[Data extracted from a collection]
╔══
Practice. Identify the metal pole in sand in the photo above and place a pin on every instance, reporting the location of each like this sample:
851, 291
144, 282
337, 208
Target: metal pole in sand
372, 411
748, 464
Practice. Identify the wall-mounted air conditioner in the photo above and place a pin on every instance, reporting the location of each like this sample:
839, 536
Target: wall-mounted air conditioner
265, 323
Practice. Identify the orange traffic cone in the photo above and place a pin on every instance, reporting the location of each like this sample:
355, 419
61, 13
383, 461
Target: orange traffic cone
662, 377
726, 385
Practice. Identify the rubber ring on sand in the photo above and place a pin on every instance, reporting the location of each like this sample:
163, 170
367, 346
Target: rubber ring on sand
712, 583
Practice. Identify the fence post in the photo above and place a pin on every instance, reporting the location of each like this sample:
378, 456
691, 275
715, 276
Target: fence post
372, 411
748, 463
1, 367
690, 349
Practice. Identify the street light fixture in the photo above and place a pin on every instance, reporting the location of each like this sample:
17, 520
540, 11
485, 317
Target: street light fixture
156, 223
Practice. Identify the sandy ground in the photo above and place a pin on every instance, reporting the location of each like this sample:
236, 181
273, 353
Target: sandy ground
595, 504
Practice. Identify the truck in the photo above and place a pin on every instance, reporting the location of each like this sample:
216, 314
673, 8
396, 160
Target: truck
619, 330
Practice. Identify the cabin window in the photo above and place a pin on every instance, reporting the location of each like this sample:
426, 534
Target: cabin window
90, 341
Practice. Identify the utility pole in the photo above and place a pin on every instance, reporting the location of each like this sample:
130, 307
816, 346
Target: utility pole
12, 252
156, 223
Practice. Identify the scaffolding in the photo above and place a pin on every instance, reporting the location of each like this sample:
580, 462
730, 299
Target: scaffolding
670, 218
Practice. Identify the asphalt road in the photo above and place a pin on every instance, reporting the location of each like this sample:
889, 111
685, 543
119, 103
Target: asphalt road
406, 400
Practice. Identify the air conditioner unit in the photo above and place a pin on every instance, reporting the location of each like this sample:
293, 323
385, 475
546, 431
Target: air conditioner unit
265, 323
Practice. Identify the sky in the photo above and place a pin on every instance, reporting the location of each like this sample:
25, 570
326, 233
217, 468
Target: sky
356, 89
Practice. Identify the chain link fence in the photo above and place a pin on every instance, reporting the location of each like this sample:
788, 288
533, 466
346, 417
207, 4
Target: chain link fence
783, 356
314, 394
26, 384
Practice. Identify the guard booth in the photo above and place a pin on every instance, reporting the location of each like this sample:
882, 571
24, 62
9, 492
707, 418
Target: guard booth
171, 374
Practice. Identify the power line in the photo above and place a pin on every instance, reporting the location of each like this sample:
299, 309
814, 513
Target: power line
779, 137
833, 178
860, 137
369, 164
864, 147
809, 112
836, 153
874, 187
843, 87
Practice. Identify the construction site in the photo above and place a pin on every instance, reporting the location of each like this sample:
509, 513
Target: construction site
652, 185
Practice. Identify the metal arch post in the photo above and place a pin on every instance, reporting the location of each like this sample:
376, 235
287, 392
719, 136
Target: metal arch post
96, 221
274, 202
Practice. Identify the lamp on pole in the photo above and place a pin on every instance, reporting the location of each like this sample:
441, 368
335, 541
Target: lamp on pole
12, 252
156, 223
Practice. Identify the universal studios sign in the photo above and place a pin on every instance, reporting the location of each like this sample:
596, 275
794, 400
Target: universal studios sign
╚══
= Written exercise =
Rewrite the lines starting at the one that contains "Practice. Identify the universal" and ending at the last line, swapping "universal studios sign" for "theme park entrance sign" and keeping everything else the same.

= Output of the exercise =
Practice. Identify the theme park entrance sign in the photo above and place a pin on every instance, reporting the location of each like this sample:
596, 275
794, 400
Target: theme park entrance sign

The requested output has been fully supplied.